--- Start of Information supplied ---

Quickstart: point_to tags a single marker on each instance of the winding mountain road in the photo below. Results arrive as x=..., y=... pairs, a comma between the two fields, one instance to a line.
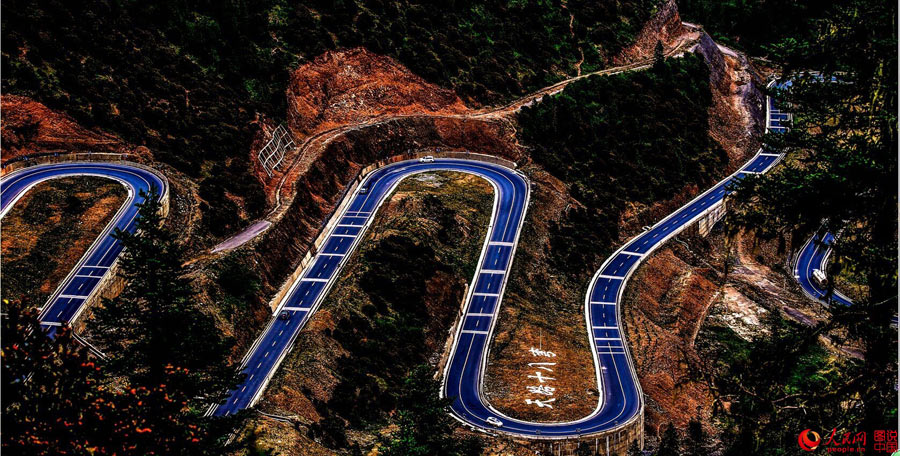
x=70, y=297
x=621, y=400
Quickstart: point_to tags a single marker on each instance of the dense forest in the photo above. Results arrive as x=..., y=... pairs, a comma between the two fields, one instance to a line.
x=755, y=26
x=840, y=174
x=186, y=79
x=632, y=137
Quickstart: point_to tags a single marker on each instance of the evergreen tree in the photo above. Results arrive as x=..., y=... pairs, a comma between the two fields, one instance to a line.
x=696, y=438
x=670, y=445
x=635, y=449
x=659, y=57
x=425, y=427
x=156, y=324
x=841, y=168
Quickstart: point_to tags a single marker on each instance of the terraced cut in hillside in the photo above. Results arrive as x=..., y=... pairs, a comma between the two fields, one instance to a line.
x=392, y=306
x=49, y=229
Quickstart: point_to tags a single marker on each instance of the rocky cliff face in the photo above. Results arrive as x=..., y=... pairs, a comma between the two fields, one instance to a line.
x=664, y=26
x=354, y=85
x=738, y=101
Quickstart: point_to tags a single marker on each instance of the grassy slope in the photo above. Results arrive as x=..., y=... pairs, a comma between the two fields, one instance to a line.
x=188, y=80
x=616, y=143
x=49, y=229
x=389, y=311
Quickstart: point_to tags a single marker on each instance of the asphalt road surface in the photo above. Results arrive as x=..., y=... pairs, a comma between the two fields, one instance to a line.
x=620, y=400
x=68, y=300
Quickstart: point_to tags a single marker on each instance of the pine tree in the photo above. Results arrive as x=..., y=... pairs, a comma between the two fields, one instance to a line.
x=635, y=449
x=659, y=57
x=157, y=324
x=425, y=427
x=841, y=168
x=670, y=445
x=696, y=438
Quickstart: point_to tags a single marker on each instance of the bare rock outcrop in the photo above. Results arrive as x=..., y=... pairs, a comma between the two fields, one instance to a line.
x=29, y=127
x=664, y=26
x=353, y=85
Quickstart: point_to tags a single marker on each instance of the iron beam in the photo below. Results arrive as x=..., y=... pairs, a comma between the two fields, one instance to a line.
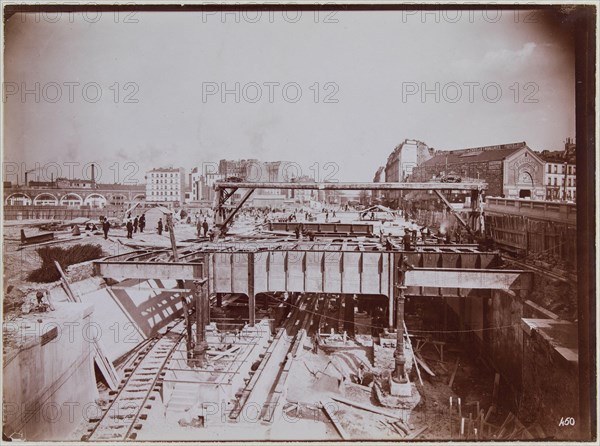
x=149, y=270
x=494, y=279
x=354, y=186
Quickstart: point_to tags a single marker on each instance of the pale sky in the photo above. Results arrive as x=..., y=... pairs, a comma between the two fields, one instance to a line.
x=374, y=63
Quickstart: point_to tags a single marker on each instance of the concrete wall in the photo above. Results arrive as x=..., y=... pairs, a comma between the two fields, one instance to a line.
x=48, y=373
x=550, y=379
x=504, y=342
x=536, y=358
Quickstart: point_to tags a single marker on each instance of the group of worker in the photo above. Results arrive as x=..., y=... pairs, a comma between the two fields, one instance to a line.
x=135, y=223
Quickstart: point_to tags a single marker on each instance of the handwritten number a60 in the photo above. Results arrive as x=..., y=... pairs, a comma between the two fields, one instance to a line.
x=568, y=421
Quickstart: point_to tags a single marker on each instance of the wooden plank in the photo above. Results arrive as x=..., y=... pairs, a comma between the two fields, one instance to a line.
x=416, y=433
x=423, y=364
x=453, y=373
x=331, y=414
x=496, y=388
x=219, y=355
x=398, y=429
x=65, y=284
x=413, y=352
x=106, y=366
x=368, y=408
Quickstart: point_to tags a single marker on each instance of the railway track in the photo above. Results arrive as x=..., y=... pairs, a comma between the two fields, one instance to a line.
x=265, y=390
x=130, y=403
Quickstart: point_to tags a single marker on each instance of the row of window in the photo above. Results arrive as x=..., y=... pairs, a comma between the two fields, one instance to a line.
x=165, y=186
x=553, y=168
x=166, y=192
x=570, y=183
x=164, y=175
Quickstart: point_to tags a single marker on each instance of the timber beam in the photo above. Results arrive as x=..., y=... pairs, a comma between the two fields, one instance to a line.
x=484, y=279
x=149, y=270
x=478, y=186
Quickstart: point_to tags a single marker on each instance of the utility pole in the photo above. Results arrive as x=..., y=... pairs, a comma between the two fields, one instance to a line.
x=172, y=237
x=202, y=317
x=565, y=181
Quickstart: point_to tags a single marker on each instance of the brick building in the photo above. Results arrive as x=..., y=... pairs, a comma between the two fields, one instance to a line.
x=165, y=185
x=510, y=170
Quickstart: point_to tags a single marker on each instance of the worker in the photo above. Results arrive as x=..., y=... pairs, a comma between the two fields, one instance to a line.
x=407, y=240
x=129, y=228
x=105, y=228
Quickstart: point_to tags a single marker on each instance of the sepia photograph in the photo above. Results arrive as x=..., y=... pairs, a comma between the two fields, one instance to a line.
x=299, y=222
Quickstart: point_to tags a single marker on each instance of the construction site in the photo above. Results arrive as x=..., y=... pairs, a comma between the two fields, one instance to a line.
x=338, y=328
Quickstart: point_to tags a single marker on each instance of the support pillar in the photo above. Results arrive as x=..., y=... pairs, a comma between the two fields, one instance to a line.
x=349, y=314
x=202, y=309
x=399, y=375
x=251, y=295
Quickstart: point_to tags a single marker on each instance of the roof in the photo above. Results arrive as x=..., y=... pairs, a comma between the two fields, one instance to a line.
x=474, y=155
x=122, y=187
x=166, y=169
x=377, y=208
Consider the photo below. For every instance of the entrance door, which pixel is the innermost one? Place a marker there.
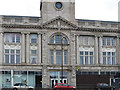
(38, 81)
(55, 81)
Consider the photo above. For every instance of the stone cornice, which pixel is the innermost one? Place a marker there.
(99, 30)
(42, 27)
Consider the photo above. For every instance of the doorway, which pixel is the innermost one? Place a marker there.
(53, 82)
(38, 81)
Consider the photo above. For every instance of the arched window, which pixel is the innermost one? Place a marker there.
(58, 39)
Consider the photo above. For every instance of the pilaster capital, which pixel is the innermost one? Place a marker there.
(25, 32)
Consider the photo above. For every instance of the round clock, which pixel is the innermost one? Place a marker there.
(58, 5)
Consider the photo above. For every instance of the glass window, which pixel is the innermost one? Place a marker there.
(12, 56)
(86, 57)
(58, 56)
(65, 56)
(33, 38)
(57, 59)
(109, 58)
(52, 56)
(12, 38)
(58, 39)
(108, 41)
(33, 56)
(52, 40)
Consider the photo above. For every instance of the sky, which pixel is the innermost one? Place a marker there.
(106, 10)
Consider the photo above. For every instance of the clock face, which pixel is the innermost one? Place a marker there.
(58, 5)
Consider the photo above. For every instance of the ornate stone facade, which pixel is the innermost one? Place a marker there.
(63, 24)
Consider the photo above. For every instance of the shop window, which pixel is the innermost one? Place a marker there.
(33, 38)
(12, 38)
(12, 56)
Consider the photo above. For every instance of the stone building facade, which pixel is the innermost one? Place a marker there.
(35, 50)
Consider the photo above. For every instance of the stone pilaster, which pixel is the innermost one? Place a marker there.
(78, 52)
(117, 51)
(28, 48)
(44, 48)
(73, 59)
(45, 77)
(23, 49)
(1, 48)
(100, 50)
(12, 78)
(96, 51)
(73, 76)
(39, 48)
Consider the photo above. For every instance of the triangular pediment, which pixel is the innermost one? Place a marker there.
(59, 23)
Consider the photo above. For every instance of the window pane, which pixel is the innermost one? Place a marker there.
(86, 59)
(104, 60)
(52, 57)
(86, 53)
(81, 60)
(6, 50)
(58, 56)
(33, 52)
(33, 59)
(13, 51)
(33, 38)
(12, 59)
(91, 59)
(6, 37)
(12, 38)
(17, 59)
(52, 40)
(17, 51)
(64, 40)
(104, 41)
(65, 56)
(58, 39)
(81, 53)
(6, 59)
(108, 41)
(17, 38)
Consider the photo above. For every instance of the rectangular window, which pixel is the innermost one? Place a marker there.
(12, 56)
(86, 57)
(52, 56)
(109, 58)
(108, 41)
(12, 38)
(34, 38)
(33, 56)
(65, 56)
(81, 57)
(104, 57)
(58, 56)
(58, 39)
(113, 58)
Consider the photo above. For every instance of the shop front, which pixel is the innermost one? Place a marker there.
(10, 77)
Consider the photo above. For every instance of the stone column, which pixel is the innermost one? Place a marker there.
(73, 76)
(1, 49)
(100, 50)
(11, 77)
(117, 51)
(96, 51)
(28, 48)
(39, 48)
(78, 52)
(23, 49)
(45, 78)
(73, 59)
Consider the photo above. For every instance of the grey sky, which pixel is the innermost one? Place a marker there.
(106, 10)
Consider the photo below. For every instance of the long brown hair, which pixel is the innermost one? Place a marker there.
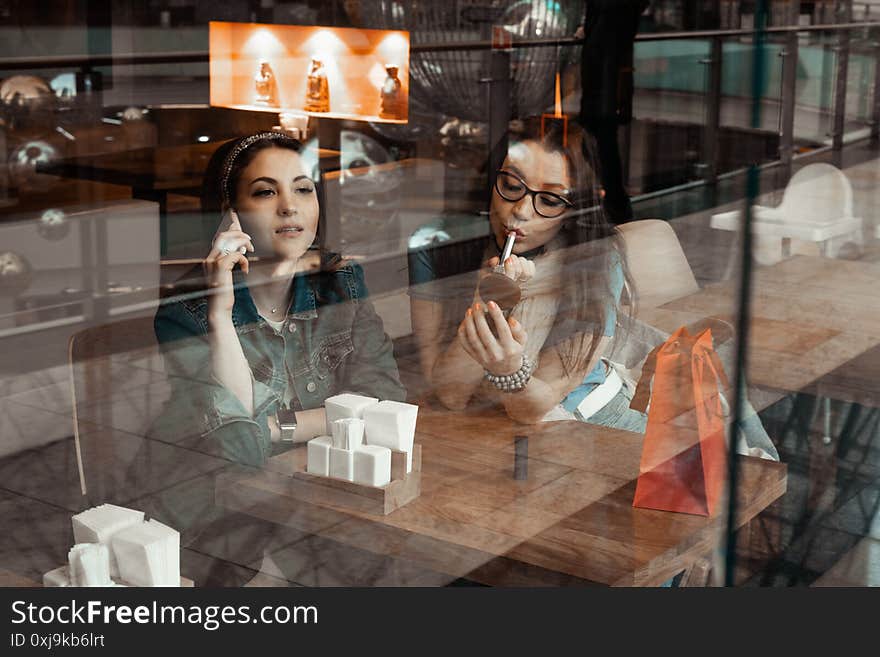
(593, 245)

--- End of Information supplied ---

Quote the lines from the start of the records up to and including the line that contains "x=621, y=400". Leave the pictures out of your answer.

Output:
Quickstart: point_to tags a single marker on each instance of the winding mountain road in the photo below. Results arrive as x=..., y=... pairs, a comma between the two fields, one instance to a line.
x=70, y=297
x=621, y=400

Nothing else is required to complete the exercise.